**WRITTEN INSTRUCTION**
Copy out verbatim the stretch of the listing below from the line containing "Note: mark the pink" through the end of the listing.
─── SOURCE RECORDS
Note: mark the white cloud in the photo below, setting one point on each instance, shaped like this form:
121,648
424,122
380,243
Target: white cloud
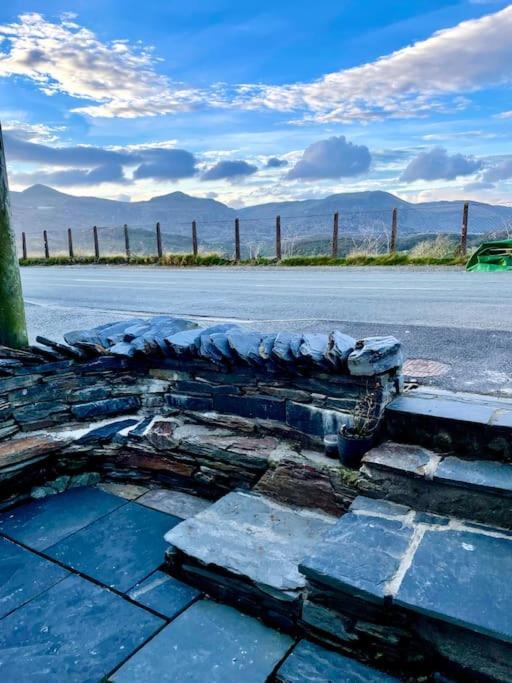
64,57
122,80
410,82
335,157
437,164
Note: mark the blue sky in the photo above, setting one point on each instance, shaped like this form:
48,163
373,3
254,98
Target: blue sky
259,101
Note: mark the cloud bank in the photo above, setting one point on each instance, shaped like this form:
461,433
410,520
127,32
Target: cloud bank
122,80
334,158
437,164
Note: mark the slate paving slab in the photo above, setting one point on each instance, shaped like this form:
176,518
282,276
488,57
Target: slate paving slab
208,642
120,549
164,594
47,521
253,537
360,554
310,663
175,503
463,578
23,575
75,632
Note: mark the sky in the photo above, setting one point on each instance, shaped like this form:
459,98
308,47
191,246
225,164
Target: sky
257,102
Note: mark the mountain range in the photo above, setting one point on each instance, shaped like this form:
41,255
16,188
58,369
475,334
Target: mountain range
40,207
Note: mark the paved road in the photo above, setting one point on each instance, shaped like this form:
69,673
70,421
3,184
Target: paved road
462,319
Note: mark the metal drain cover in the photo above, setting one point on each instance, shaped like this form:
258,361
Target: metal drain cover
422,367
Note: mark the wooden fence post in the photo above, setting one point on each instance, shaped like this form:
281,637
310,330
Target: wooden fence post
464,230
127,242
158,241
278,238
96,243
70,244
335,227
194,238
237,239
394,231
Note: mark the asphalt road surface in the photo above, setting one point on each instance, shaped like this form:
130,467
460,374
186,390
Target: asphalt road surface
462,321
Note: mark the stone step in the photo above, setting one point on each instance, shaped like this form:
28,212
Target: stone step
245,549
415,589
479,490
476,425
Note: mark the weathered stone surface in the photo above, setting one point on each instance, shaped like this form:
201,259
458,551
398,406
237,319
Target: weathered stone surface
164,594
494,477
110,406
28,449
253,537
412,460
463,578
75,631
139,548
265,408
43,523
310,663
23,576
233,647
176,503
339,347
360,555
186,402
308,479
128,491
374,355
107,431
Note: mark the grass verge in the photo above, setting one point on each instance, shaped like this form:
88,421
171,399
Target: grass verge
399,259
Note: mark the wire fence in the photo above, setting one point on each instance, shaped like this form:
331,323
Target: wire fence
373,231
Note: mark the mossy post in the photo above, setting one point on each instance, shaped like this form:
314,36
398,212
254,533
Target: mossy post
13,329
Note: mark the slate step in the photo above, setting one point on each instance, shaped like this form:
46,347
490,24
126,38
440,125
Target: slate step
245,550
479,490
416,588
476,425
310,663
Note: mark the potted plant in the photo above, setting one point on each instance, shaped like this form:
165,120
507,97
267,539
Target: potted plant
357,435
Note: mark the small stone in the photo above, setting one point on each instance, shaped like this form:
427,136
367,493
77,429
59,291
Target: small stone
375,355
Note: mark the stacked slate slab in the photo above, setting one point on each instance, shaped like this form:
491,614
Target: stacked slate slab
479,490
245,549
414,589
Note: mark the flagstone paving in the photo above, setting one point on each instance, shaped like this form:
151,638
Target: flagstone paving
83,599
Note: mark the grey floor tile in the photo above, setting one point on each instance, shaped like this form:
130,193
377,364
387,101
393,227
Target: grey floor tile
208,643
76,632
44,522
120,549
164,594
23,576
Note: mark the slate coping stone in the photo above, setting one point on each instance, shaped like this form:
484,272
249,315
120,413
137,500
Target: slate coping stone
310,663
23,575
253,537
360,555
164,594
47,521
120,549
75,631
107,406
463,578
491,476
175,503
106,432
441,407
208,642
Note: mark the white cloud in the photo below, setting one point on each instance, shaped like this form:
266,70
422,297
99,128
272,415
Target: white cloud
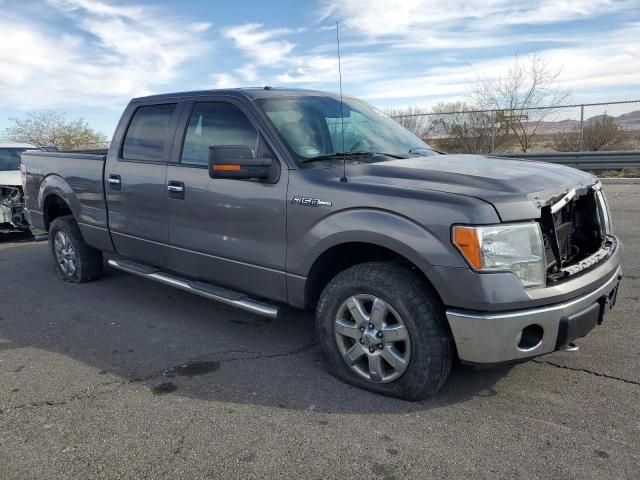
406,18
115,53
611,63
261,45
224,80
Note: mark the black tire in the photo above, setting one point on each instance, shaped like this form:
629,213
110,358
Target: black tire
88,260
431,345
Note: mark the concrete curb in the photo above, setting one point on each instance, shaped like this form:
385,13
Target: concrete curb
620,181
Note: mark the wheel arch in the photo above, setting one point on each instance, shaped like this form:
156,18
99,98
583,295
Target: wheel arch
57,199
342,256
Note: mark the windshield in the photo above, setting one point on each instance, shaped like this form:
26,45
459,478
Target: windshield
311,126
10,158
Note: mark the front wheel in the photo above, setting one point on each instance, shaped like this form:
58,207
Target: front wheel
74,260
382,328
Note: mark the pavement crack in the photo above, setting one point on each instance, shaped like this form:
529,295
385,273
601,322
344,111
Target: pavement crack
90,394
585,370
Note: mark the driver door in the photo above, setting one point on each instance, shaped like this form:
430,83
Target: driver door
230,232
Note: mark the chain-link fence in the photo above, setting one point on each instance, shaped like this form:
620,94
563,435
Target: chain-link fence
592,127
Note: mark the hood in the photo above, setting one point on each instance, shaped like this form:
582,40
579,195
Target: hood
11,178
516,188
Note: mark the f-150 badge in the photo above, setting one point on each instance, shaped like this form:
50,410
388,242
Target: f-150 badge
310,202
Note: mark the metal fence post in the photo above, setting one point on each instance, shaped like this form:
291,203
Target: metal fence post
493,132
581,127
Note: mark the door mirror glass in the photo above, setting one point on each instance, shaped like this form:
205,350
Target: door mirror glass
237,162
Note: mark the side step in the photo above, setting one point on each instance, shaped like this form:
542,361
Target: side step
207,290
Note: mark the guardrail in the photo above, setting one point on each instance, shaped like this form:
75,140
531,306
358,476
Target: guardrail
583,160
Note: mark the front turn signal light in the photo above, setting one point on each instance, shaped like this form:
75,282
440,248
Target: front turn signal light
467,241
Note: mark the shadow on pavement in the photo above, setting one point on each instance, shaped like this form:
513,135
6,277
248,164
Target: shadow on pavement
180,344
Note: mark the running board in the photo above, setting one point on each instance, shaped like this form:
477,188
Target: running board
206,290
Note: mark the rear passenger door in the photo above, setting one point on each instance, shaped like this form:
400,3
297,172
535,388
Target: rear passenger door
229,232
135,182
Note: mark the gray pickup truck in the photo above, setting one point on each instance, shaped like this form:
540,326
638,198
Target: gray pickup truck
410,258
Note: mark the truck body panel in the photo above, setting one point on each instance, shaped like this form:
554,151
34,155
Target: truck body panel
155,201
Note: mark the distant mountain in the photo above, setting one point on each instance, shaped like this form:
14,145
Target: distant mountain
628,121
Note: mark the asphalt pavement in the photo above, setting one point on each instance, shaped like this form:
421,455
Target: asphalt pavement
126,378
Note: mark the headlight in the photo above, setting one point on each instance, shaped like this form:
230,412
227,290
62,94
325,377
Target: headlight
516,248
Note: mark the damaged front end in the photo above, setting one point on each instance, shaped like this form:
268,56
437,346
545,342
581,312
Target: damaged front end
576,229
12,209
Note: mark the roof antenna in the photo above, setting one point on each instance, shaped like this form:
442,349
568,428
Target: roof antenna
344,178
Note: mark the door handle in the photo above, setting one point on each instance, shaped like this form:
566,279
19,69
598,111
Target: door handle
115,182
175,189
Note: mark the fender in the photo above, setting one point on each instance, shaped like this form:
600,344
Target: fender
54,184
375,226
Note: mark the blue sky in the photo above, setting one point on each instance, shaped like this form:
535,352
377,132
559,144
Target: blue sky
88,58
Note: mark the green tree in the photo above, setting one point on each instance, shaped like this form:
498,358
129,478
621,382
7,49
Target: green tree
52,128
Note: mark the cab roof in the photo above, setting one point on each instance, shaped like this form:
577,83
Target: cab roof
250,92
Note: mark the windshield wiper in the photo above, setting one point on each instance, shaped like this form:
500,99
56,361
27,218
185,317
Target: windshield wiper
413,150
349,155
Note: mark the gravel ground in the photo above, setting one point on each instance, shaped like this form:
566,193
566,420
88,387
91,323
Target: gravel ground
125,378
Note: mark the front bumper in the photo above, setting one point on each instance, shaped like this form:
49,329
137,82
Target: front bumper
498,337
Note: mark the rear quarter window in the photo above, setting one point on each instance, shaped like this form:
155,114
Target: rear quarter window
148,133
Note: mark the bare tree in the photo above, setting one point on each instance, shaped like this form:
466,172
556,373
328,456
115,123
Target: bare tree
525,85
603,133
51,128
412,118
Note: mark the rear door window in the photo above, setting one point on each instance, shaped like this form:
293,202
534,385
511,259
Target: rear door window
148,133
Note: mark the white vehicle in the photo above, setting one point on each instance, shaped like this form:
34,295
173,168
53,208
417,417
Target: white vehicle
11,196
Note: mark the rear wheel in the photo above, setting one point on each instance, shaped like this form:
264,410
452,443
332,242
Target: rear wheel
74,260
383,328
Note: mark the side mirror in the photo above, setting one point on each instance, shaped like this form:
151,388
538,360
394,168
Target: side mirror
238,162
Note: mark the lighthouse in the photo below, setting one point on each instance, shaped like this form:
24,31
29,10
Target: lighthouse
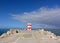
29,26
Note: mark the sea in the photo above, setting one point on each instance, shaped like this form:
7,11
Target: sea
55,31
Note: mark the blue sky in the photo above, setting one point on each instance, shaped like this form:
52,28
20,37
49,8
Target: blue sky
17,13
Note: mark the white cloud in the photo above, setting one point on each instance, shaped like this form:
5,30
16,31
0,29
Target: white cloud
45,16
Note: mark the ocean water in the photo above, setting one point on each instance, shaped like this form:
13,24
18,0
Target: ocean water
55,31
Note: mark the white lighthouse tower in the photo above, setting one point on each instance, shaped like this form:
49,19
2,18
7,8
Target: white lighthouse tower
29,26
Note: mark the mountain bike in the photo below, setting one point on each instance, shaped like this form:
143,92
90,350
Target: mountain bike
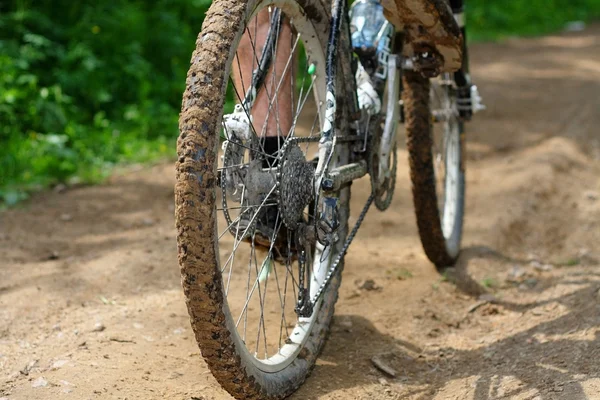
263,225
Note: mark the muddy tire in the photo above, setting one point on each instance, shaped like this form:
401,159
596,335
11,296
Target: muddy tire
196,195
439,213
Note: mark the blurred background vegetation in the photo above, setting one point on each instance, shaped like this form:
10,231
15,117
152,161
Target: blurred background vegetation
90,84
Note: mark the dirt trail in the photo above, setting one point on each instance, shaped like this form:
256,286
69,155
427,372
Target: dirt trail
91,306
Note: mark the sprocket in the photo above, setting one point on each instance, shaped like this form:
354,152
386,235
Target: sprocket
295,178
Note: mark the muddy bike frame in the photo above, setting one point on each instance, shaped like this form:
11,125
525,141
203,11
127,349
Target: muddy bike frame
328,181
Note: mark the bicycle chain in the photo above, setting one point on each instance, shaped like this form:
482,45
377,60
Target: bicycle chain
336,264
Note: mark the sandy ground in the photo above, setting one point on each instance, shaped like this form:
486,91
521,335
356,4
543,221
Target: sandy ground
91,305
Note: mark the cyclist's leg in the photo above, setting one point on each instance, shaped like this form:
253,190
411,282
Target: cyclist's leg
272,111
462,75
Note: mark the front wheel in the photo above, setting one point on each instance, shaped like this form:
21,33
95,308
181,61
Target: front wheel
435,143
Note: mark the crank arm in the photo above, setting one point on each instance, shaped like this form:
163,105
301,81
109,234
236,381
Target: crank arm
338,177
388,138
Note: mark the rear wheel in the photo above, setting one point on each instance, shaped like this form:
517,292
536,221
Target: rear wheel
244,212
435,143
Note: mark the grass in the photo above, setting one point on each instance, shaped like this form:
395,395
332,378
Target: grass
495,20
53,93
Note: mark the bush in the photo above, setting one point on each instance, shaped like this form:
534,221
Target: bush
488,19
88,84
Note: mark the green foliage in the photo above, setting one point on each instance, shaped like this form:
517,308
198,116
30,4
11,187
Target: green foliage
89,84
488,19
86,85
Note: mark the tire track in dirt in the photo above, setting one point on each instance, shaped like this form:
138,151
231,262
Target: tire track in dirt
91,305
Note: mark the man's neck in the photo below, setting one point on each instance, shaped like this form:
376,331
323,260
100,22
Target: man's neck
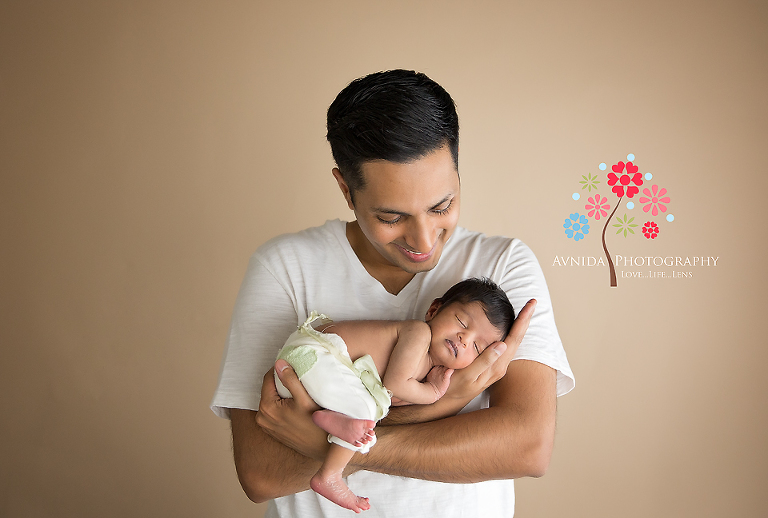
393,278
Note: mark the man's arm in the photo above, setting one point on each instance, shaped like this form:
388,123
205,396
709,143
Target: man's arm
513,438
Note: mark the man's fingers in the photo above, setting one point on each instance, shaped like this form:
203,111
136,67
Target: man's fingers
291,381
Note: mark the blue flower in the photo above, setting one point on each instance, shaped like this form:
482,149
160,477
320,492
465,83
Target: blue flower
576,226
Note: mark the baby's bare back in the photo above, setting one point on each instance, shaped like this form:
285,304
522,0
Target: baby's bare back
374,337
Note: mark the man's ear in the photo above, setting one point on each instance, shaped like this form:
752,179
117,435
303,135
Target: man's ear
433,309
344,187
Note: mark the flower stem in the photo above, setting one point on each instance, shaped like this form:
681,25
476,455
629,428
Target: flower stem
605,248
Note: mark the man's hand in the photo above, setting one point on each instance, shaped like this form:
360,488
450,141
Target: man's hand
440,378
492,364
289,421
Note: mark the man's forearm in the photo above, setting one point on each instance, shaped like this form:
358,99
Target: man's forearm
513,438
266,468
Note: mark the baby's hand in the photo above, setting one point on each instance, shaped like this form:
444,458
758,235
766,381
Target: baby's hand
440,378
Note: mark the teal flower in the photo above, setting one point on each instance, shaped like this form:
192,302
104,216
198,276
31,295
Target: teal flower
626,225
576,226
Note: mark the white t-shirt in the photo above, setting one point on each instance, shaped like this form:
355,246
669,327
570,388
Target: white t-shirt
316,269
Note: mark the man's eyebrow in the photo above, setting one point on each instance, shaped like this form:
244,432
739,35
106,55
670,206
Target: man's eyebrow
401,213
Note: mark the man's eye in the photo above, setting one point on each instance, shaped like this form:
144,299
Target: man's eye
445,209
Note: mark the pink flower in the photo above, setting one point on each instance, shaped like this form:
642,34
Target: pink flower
655,200
597,207
622,180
──────
**WRITTEN ANSWER**
Note: mark the pink flower in the photo above, setting one point on each instance, shaped like this form:
642,34
Target: pink flower
655,200
597,207
622,180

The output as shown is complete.